### 作業指示
1. アスベスト訴訟の記事で、原告らが大工や左官等の仕事をしていた地域として挙げられている都県名をすべて列挙してください。
2. アスベスト訴訟の記事によると、今回の訴訟で求められている損害賠償の総額はいくらですか。
3. アスベスト訴訟の記事の「建材用アスベスト(石綿)を吸」から「ボタ、A&Aマテリアルなど。」まで（両端を含む）を、「建設労働者」を「建築従事者」に置き換えて書き出してください。

### 出典本文
__________
建材用アスベスト(石綿)を吸って肺がんや中皮腫などを発症した首都圏の建設労働者とその遺族ら167人が15日、国と建材メーカー43社を対象にして総額約60億円の損害賠償を求める訴訟を東京と横浜の量地裁に起こした。「首都圏アスベスト集団訴訟」の第二弾。

訴訟を起こしたのは、首都圏で働いていた元作業員らと、その遺族。いずれも東京、神奈川、埼玉、千葉など各都県で大工や左官等の仕事をしていて、建材等からアスベストを吸引したという。今回の訴訟に先立って、合計約430人の元作業員らが提起した第一次訴訟は、現在、東京高裁で審理が続いている。被告の建材メーカーはクボタ、A&Aマテリアルなど。
__________
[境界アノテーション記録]
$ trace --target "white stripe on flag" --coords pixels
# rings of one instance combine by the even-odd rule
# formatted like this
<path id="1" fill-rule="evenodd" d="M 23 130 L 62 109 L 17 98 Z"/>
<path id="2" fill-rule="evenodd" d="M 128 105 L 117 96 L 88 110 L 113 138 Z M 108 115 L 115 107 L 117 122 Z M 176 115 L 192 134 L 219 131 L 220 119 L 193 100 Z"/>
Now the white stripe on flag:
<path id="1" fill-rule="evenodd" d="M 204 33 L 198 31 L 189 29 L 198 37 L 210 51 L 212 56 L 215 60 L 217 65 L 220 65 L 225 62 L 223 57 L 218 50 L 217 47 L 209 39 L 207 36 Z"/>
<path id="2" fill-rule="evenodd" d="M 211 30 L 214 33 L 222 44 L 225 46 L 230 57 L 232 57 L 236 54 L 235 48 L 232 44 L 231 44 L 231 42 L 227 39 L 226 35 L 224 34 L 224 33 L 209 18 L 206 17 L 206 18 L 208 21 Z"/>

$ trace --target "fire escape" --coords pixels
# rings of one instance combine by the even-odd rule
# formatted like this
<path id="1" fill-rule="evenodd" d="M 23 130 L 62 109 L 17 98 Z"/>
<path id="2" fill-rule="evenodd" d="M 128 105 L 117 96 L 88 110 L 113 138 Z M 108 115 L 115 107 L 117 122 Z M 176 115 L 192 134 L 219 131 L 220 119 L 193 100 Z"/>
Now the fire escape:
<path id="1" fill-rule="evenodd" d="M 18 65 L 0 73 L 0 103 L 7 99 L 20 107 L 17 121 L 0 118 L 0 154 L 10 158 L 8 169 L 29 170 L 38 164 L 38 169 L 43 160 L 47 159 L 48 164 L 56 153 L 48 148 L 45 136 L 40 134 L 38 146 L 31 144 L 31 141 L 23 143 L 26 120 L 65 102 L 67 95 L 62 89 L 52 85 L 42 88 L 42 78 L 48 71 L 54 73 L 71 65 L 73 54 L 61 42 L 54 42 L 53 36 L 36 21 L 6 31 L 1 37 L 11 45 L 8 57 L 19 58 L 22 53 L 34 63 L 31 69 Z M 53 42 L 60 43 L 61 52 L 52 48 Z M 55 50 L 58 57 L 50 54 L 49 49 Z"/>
__________
### 解答例
1. 東京、神奈川、埼玉、千葉

2. 約60億円

3.
建材用アスベスト(石綿)を吸って肺がんや中皮腫などを発症した首都圏の建築従事者とその遺族ら167人が15日、国と建材メーカー43社を対象にして総額約60億円の損害賠償を求める訴訟を東京と横浜の量地裁に起こした。「首都圏アスベスト集団訴訟」の第二弾。

訴訟を起こしたのは、首都圏で働いていた元作業員らと、その遺族。いずれも東京、神奈川、埼玉、千葉など各都県で大工や左官等の仕事をしていて、建材等からアスベストを吸引したという。今回の訴訟に先立って、合計約430人の元作業員らが提起した第一次訴訟は、現在、東京高裁で審理が続いている。被告の建材メーカーはクボタ、A&Aマテリアルなど。